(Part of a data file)
========================
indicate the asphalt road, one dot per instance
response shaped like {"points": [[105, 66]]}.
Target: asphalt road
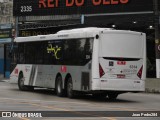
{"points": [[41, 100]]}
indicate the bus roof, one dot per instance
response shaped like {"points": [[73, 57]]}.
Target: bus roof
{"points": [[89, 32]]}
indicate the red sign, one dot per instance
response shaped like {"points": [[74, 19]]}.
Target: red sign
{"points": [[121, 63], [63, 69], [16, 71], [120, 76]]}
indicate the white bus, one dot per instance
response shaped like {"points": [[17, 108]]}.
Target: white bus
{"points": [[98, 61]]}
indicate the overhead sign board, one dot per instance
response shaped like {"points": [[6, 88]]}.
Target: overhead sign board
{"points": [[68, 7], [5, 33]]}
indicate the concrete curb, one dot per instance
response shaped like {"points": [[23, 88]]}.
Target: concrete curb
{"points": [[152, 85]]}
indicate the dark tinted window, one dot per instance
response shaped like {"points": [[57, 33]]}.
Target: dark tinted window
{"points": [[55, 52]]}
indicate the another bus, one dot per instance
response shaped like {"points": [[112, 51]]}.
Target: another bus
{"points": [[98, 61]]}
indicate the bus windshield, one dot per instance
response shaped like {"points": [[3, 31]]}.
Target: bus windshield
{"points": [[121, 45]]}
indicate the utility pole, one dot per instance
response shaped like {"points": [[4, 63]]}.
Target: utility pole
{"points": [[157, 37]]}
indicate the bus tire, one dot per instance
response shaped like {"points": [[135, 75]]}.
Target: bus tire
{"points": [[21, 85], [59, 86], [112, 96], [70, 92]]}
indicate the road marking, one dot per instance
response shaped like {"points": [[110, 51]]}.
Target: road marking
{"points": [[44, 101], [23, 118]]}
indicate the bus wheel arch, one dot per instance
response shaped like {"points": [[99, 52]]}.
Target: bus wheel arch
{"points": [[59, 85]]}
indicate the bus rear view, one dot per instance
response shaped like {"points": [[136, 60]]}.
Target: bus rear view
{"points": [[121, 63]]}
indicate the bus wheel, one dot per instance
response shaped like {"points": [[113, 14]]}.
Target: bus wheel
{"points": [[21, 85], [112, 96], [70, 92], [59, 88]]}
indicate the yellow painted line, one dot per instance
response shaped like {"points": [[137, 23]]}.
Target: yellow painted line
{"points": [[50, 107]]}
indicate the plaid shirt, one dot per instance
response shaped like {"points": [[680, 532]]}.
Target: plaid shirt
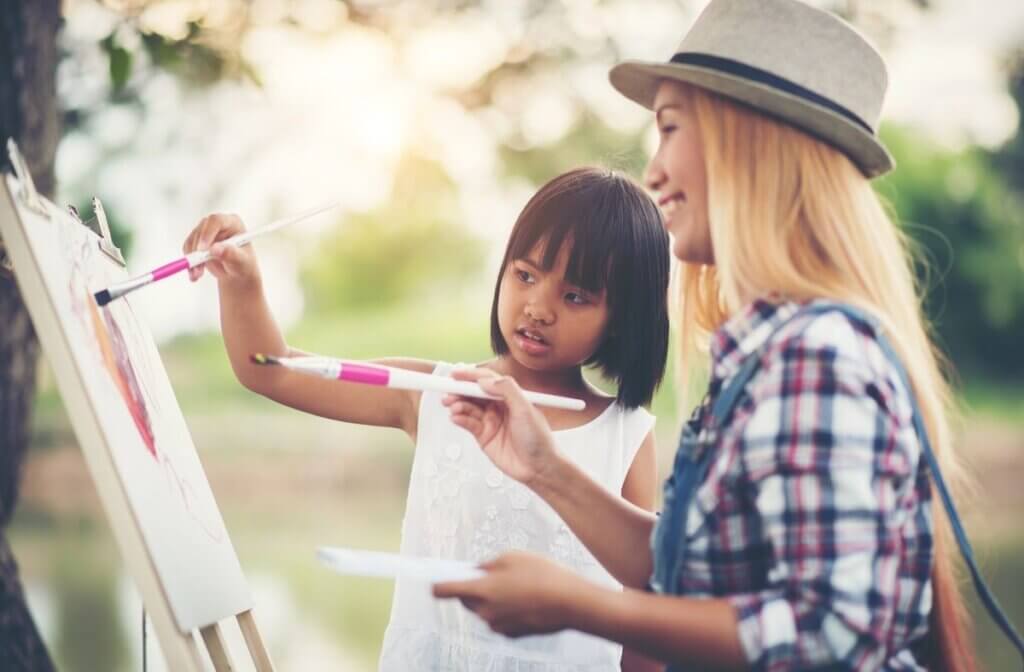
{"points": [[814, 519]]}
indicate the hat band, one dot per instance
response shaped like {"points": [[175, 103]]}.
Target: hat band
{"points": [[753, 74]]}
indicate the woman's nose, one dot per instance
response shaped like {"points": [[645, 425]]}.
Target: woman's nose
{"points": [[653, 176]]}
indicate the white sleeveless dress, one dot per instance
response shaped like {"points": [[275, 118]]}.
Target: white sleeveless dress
========================
Reproduce all of the material above, substituting "one point per instance" for "one dot per instance" everywhere it appears and leaving everything else unchanged. Leave the pictures out of your answer.

indicate the asphalt road, one point per instance
response shaped like {"points": [[105, 66]]}.
Target: asphalt road
{"points": [[41, 100]]}
indicate the bus roof, one point per instance
response shaped like {"points": [[73, 57]]}.
Target: bus roof
{"points": [[89, 32]]}
indicate the red sign, one point per instance
response shaped like {"points": [[74, 19]]}.
Target: red sign
{"points": [[121, 63], [63, 69], [16, 71], [120, 76]]}
indicate the white bus, one point per instance
response shaped like {"points": [[17, 108]]}.
Target: white bus
{"points": [[98, 61]]}
indicate the overhead sign board, one point per instance
response shaped like {"points": [[6, 88]]}.
Target: overhead sign board
{"points": [[68, 7], [5, 33]]}
indicate the concrete curb, one point per instance
response shaped like {"points": [[23, 88]]}.
Target: concrete curb
{"points": [[152, 85]]}
indicate the dark tinted window, one point per instance
response shaped like {"points": [[57, 33]]}.
Target: dark tinted window
{"points": [[55, 52]]}
indicate the another bus, one point per instance
response shaped like {"points": [[112, 51]]}.
Target: another bus
{"points": [[98, 61]]}
indicate the bus windshield, one point per instance
response shaped like {"points": [[3, 31]]}.
Target: bus windshield
{"points": [[121, 45]]}
indicate the utility pole, one point per instance
response shaped like {"points": [[4, 63]]}.
Target: utility pole
{"points": [[157, 37]]}
indicate the bus tire, one point per instance
response shaped like {"points": [[135, 75]]}.
Target: bus tire
{"points": [[21, 85], [59, 86], [112, 96], [70, 92]]}
indicate the road marking, one point per instance
response shaped like {"points": [[110, 51]]}.
Target: road marking
{"points": [[44, 101], [23, 118]]}
indicate the bus wheel arch, one point per instance
response shaped like {"points": [[99, 52]]}.
Target: bus wheel arch
{"points": [[59, 85]]}
indicate the bus rear view, one point per instance
response shaped like {"points": [[136, 60]]}.
Target: bus rear view
{"points": [[121, 63]]}
indicate the bus wheel, one point per instance
response shaped like {"points": [[113, 14]]}.
Target: bus wheel
{"points": [[21, 85], [112, 96], [70, 92], [59, 88]]}
indicate the yellow painted line, one point per instance
response shaped like {"points": [[137, 23]]}.
Target: yellow painted line
{"points": [[50, 107]]}
indicate the plaid shirt, one point per instance
response shaped like {"points": [[680, 532]]}.
Target: plaid shirt
{"points": [[814, 519]]}
indicate the hat band, one point per instance
response shaped like {"points": [[175, 103]]}.
Target: hat band
{"points": [[753, 74]]}
indicate the woman's nose, one point per instance
response shaped like {"points": [[645, 425]]}.
Target: woman's nose
{"points": [[653, 176]]}
indicate the white sleeveless dress, one point per instance
response shaped like {"points": [[275, 118]]}.
Target: white sleeveless dress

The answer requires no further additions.